__EXTRACT PROVIDED__.
= Beginning of Section =

Fully automatic workstation with the CSDA10F two-arm lab robot
A robot specially developed for lab automation is Yaskawa’s two-arm MOTOMAN CSDA10F robot. With its human-like stature and two arms capable of individual or synchronized movements, thanks to multifunctional tools and grippers it is extremely versatile in use. It can work with almost any existing standard lab equipment and is able to handle conventional laboratory equipment as known from manual workstations: e.g. petri dishes, manual pipetting, incubators or reaction vessels. Automation-friendly equipment such as pipettors with expensive tips or microtiter plate stations are helpful in respect of accelerating throughput, but unnecessary.
The existing analytical equipment is adopted in its present form including software connections, even though it was not actually optimised for classical automation. Expensive liquid handling systems with their costly consumable materials are not strictly necessary, as the robot can directly assume this task. In its laboratory workstation the robot can perform a wide range of tasks that had hitherto been reserved for humans, such as the opening and closing of reaction vessels (not necessarily microtiter plates), pipetting and dosing of liquids or powders, production of nutrient solutions with spatulas. Furthermore, they can be used for the insertion and removal of samples as well as opening, filling and closing of reaction vessels, or the operation of devices such as centrifuges, vibrators or incubators.
The CSDA10F is ideally suited to complex, standardized test sequences according to protocols that were actually written for manual operation. The two-arm CSDA10F robot is also an interesting solution in process development, e.g. for the definition, safeguarding and optimization of process stages prior to the upscaling of throughput in a later production line. In Japan it is already being employed in larger installations for biomedicine synthesis (cancer drug development) and chemical analysis (sample preparation).
The CSDA10F is based on a robot that has already had a major impact on industry automation. This new version was specially designed to satisfy hygiene requirements in the laboratory, e.g. with a highly substance-resistant finish, washable hygienic design, H2O2 sterilization and cleanroom compatibility acc. to ISO 14644-1.
Due to its high degree of flexibility, the range of applications for the innovative robot is broadly diversified it can quickly and easily learn completely new work processes. Many characteristic movements (pipetting, opening/closing of “eppis”, handling microtiter plates, opening/closing of incubators or screw-top bottles) were already standardized and appropriately stored as modules in a movement library. The interface human/robot for operation and visualization can be realized via a PC or a touch panel. The HMI is either individualized, or connected to an existing workflow scheduling software (e.g. SAMI-EX from Beckman Coulter). Once the movement programs are stored in the library, the robot operator does not need to be an expert; the latter simply composes and parameterizes the individual process stages of the desired work sequence.
Until now, classical automation in laboratories was often deemed to be inflexible and bulky. Today, easy-to-operate robot models are available that are capable of carrying out a multitude of different laboratory tasks. They can perform operations that are too dangerous or monotonous for humans. The use of robots also guarantees exact reproducibility of work results in the processing of a large number of samples. Lab automation not only saves time and costs, particularly with high throughput rates. Due to the unrivalled level of precision, it creates new prerequisites for research on input materials, the production of which was hitherto not sufficiently reliable or reproducible.

= End of Section =

__WORK INSTRUCTIONS__.
#1 List the features that the text on the CSDA10F lab robot gives as meeting laboratory hygiene requirements.
#2 According to the text on the CSDA10F lab robot, by what means can the human/robot interface for operation and visualization be realized?
The lines that follow have no connection to the text on the CSDA10F lab robot.

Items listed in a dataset

= Beginning of Section =

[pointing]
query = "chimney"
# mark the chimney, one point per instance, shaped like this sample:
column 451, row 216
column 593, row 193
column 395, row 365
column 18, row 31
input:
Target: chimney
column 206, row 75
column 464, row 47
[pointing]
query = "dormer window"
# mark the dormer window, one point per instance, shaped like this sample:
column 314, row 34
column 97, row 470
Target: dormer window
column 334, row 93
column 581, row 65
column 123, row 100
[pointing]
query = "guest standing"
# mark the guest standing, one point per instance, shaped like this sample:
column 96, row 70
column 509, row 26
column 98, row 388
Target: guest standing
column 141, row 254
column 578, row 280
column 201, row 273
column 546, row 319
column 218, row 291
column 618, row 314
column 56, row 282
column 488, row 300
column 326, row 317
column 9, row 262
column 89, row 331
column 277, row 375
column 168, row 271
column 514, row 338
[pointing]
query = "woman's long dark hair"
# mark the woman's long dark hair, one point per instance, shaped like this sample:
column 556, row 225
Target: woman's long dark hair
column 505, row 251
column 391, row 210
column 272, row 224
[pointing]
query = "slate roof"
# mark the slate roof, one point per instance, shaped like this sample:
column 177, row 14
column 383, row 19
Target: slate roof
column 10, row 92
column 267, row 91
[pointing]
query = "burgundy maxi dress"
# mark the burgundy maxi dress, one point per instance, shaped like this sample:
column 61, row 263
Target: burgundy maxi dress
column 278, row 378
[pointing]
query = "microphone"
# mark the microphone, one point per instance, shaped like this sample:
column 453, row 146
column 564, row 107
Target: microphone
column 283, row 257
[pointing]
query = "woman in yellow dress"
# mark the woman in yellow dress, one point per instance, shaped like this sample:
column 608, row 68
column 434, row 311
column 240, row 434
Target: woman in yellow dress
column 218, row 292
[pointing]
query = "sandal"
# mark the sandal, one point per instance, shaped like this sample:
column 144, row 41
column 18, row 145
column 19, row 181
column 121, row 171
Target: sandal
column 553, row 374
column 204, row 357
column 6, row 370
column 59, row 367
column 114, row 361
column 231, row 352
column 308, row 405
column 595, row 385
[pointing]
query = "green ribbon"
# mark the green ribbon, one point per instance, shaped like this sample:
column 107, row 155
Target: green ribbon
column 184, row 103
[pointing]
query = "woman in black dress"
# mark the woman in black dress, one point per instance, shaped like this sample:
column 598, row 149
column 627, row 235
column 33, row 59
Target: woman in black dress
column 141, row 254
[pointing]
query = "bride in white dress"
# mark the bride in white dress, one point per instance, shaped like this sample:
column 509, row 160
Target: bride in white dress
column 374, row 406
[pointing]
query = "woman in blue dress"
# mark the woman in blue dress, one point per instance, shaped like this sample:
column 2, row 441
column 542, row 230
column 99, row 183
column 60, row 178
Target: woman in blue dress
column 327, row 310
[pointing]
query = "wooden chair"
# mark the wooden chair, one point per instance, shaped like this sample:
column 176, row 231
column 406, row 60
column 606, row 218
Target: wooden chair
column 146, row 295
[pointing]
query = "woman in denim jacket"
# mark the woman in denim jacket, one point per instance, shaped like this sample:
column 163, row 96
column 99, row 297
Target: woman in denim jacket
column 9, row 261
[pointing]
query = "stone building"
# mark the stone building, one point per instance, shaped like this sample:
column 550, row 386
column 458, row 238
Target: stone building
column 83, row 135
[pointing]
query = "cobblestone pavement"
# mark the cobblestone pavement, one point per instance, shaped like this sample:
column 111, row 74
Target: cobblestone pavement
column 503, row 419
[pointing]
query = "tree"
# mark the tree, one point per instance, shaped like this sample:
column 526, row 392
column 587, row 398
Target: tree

= End of Section =

__ANSWERS BY TASK__.
#1
- A highly substance-resistant finish
- Washable hygienic design
- H2O2 sterilization
- Cleanroom compatibility according to ISO 14644-1

#2 Via a PC or a touch panel.